### GIVEN REQUEST 1:
Extract the passage of the Ralph Waldo Emerson profile between "Ralph Waldo Emerson was one" and "thought and action.", inclusive, copying it word for word.

### EXCERPT PROVIDED:
## start

Ralph Waldo Emerson

Ralph Waldo Emerson

Intro

Ralph Waldo Emerson was one of the titans of American Romanticism. Obsessed with freedom, he developed a conception of political democracy that motivated generations of political philosophers. Equally obsessed with the inherent value of nature, he laid the intellectual groundwork for the conservation movements that would blossom in the late 19th century with the establishment of America’s National Parks.

Emerson was always suspicious of philosophy, particularly of the professional philosopher’s habit of looking down on common sense. He was also unpersuaded by the notion of philosophical truth as something value-free, abstracted from the human domains of power, emotion, and desire. Philosophers, Emerson argued, are still human and subject to the same historical and cultural forces that shape all human thought and action.

For Emerson, the goal of philosophy was not to seek absolute truth but to promote human freedom. And his conception of freedom was a peculiarly American one: intensely individualistic, iconoclastic, and democratic. This was not the aristocratic freedom of Kant, who had argued (persuasively, to many) that freedom consisted in the capacity to obey the dictates of reason. For Emerson, reason was only one more human creative endeavor alongside the arts, literature, and the enjoyment of natural beauty. Emerson might be thought of as the first in a longstanding tradition of American anti-philosophers.

Bio

Ralph Waldo Emerson was raised in a well-to-do family in Boston, MA. His father was a Unitarian minister and prominent public figure in post-Revolution Boston, and his religious upbringing influenced the development of his transcendentalist thinking (see next section). Like the sons of other wealthy Bostonians at the time, Emerson attended Harvard, ultimately graduating with a degree from the Divinity School alongside his Bachelor’s. He worked for a few years as a pastor, but was disappointed with the church. Instead of seeking knowledge of God, he wrote, “we worship the dead forms of our forefathers.” In abandoning the ministry, Emerson lived out one of his most cherished principles –rejecting tradition whenever it conflicts with personal conscience. After leaving the ministry, he worked as a lecturer and traveling scholar, mostly in New England but also in Europe and the western states.

Tragically, Emerson’s mind deteriorated as he aged and he lived for several years with only a limited ability to speak or remember things. But his books and essays had made him a global celebrity and he continued to travel the world, meeting fellow scholars and public figures, even though he could no longer carry on much of an intellectual conversation. He died in 1882 at the age of 78.

Emerson’s Ideas

Self-Reliance

The title of one of Emerson’s most well-known essays captures the spirit of his philosophy: self-reliance. The essay is part political manifesto, part spiritual guidebook, and part epistemological treatise. In all four dimensions, its defining characteristic is its insistence on the self as the wellspring of human goodness. Politically, it envisions a system in which human individuals are free to create the institutional conditions in which they live. Cornel West refers to this as “creative democracy” and praises the idea while simultaneously criticizing its blindness to the historical realities of politics. Spiritually, it invokes an idea of the self as a wellspring of spiritual strength and moral clarity. It also views self-knowledge as the most important form of knowledge, perhaps a necessity for clear knowledge of anything in the outside world. (This is the epistemological angle.) If we think of the mind as an instrument for observation, then of course our first task should be to understand the instrument – what sort of scientist would try to use a microscope without first understanding how it works?

## end

### GIVEN REQUEST 2:
Show every line of the records that contains the string "carving".

### EXTRACTED RECORDS:
## start

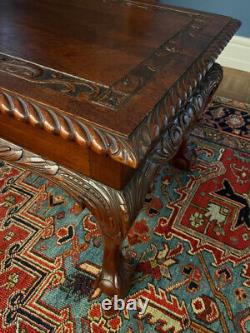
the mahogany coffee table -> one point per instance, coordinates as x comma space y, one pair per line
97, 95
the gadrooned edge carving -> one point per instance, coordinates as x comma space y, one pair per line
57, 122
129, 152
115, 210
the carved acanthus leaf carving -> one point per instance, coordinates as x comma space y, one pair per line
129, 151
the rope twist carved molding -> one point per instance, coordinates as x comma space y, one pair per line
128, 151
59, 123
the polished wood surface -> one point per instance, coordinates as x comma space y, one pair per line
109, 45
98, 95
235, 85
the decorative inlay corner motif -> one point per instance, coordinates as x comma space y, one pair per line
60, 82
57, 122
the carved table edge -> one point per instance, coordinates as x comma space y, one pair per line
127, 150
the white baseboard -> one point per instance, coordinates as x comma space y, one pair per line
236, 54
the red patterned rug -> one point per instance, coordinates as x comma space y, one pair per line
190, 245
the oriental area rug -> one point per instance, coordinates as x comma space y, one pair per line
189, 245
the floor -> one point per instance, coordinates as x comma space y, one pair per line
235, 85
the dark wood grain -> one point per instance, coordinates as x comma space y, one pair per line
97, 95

## end
## start

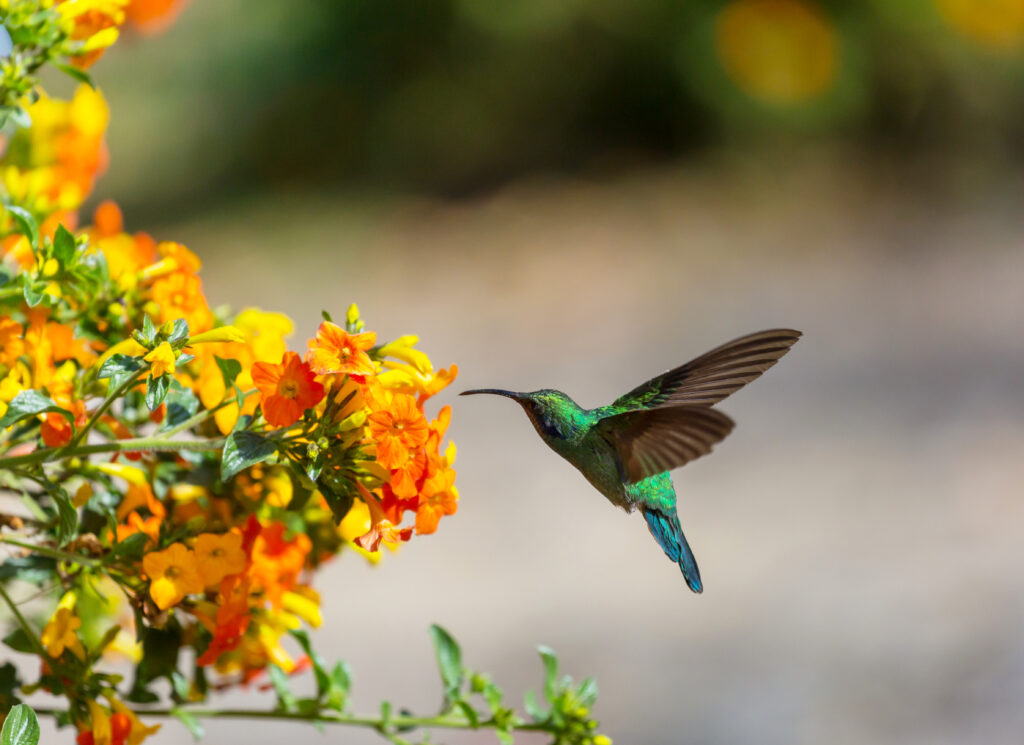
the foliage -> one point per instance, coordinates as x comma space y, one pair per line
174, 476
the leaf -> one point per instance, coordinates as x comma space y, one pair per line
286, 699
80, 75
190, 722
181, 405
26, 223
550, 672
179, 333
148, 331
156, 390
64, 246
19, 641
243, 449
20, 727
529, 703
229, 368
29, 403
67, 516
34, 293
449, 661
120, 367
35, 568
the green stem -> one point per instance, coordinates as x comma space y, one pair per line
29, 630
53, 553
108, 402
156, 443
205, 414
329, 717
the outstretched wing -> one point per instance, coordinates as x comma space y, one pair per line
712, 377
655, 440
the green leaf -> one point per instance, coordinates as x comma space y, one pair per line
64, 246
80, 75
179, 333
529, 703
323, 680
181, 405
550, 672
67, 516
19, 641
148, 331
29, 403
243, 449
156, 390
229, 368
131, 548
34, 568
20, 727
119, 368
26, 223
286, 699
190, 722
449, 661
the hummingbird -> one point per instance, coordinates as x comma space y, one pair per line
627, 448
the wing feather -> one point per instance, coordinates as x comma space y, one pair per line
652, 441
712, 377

## end
## start

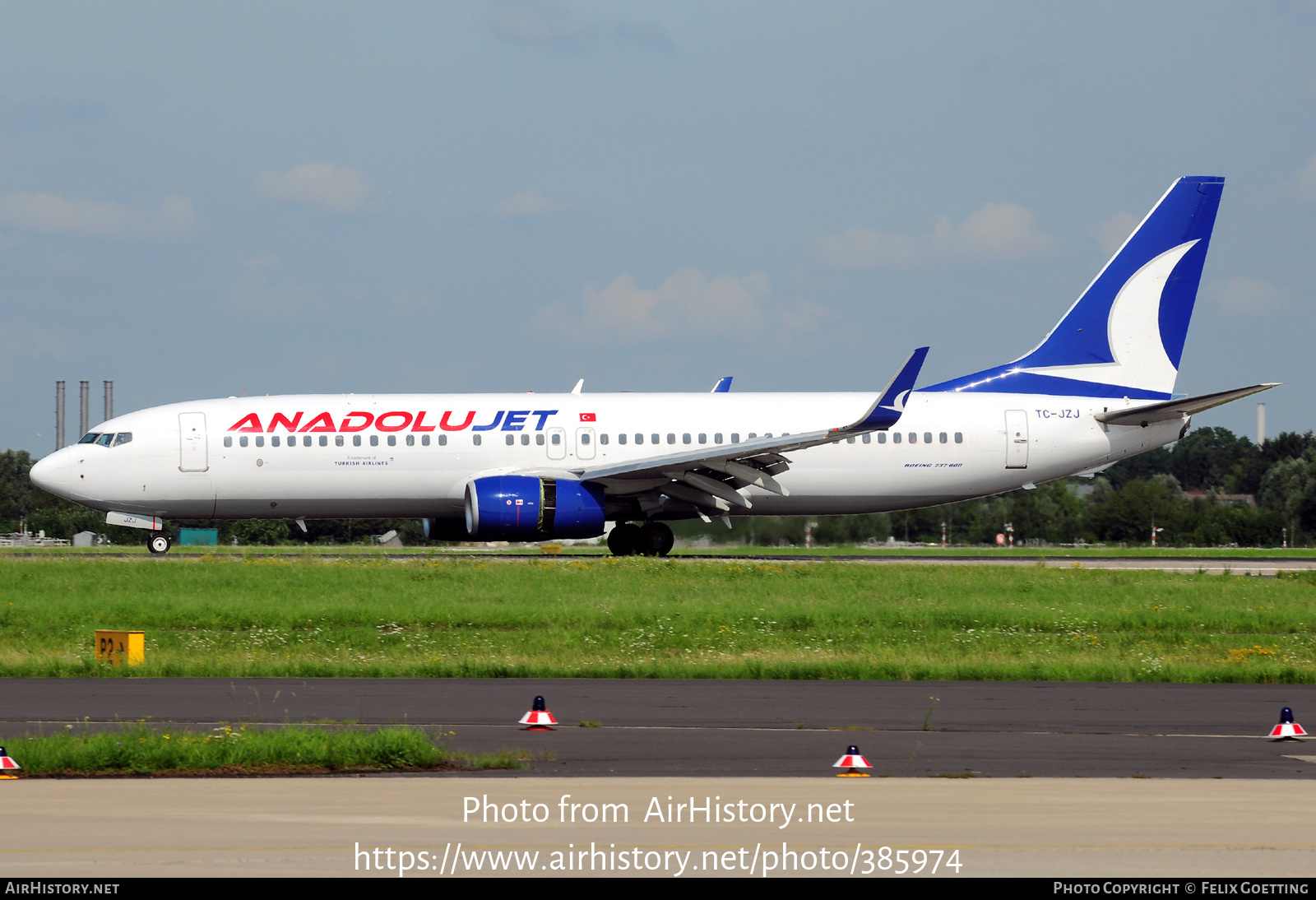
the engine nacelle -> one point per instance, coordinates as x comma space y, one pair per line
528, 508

## end

### FINISHED ANSWER 1:
Ralph Waldo Emerson was one of the titans of American Romanticism. Obsessed with freedom, he developed a conception of political democracy that motivated generations of political philosophers. Equally obsessed with the inherent value of nature, he laid the intellectual groundwork for the conservation movements that would blossom in the late 19th century with the establishment of America’s National Parks.

Emerson was always suspicious of philosophy, particularly of the professional philosopher’s habit of looking down on common sense. He was also unpersuaded by the notion of philosophical truth as something value-free, abstracted from the human domains of power, emotion, and desire. Philosophers, Emerson argued, are still human and subject to the same historical and cultural forces that shape all human thought and action.

### FINISHED ANSWER 2:
the gadrooned edge carving -> one point per instance, coordinates as x comma space y, one pair per line
the carved acanthus leaf carving -> one point per instance, coordinates as x comma space y, one pair per line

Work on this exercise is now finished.